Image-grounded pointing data
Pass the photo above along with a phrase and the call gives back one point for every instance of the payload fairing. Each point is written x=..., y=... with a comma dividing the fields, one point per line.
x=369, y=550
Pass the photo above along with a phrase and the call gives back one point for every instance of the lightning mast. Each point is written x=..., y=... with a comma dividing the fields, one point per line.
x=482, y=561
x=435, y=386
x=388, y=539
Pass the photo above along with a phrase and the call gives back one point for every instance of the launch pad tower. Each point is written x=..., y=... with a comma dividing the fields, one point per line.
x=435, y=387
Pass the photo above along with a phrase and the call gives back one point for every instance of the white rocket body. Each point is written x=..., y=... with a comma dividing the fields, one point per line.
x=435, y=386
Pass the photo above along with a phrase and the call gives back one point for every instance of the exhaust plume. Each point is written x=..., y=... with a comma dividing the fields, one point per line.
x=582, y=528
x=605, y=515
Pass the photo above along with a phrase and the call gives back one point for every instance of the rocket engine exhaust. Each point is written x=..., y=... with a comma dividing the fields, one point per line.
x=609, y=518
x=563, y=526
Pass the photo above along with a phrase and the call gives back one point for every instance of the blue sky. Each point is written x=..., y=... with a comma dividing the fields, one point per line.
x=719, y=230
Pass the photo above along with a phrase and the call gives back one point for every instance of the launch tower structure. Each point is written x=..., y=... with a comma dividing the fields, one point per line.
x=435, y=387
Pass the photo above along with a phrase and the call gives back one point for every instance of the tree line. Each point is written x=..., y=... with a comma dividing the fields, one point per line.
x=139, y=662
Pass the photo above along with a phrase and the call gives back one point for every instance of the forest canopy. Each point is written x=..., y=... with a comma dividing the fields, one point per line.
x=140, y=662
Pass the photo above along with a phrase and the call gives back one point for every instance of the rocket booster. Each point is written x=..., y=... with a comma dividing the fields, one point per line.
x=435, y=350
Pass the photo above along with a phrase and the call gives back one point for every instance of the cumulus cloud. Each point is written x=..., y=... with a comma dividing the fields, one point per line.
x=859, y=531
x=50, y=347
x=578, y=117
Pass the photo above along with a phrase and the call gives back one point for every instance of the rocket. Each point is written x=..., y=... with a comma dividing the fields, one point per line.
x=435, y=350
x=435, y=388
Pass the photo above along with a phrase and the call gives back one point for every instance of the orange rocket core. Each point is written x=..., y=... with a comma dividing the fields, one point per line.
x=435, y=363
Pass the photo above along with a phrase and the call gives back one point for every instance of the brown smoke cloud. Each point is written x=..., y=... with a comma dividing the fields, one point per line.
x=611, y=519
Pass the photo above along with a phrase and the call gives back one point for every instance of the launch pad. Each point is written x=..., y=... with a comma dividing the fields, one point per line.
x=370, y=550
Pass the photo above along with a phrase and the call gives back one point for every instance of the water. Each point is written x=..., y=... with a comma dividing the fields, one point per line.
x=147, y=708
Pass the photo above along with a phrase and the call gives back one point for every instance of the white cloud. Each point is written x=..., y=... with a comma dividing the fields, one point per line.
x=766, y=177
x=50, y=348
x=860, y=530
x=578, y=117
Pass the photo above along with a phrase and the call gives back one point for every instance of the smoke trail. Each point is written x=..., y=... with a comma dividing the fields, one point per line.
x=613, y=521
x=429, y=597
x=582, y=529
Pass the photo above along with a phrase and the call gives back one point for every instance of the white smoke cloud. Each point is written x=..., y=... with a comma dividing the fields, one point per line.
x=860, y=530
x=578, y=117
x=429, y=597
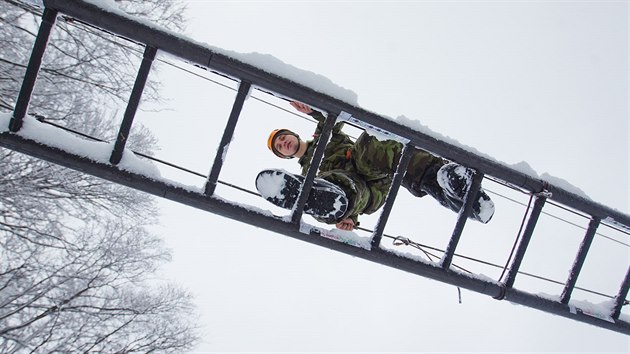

**WORK INSTRUCTIONS**
Give again, exactly as written, the lines from the one with "of the smoke" through the last line of the entries above, but skip the pictures.

**EXERCISE OUTPUT**
Pass the photo above along with a phrase and the call gives back one point for every instance of the smoke trail. Each point is written x=..., y=... with a comma dividing the fields, one point per line.
x=613, y=521
x=429, y=597
x=582, y=529
Pass the photo above along with a phrase and the call gives back one point for every instance of the white smoke cloud. Each point is written x=..., y=... with a comma dividing the fields, one point per line.
x=860, y=530
x=578, y=117
x=429, y=597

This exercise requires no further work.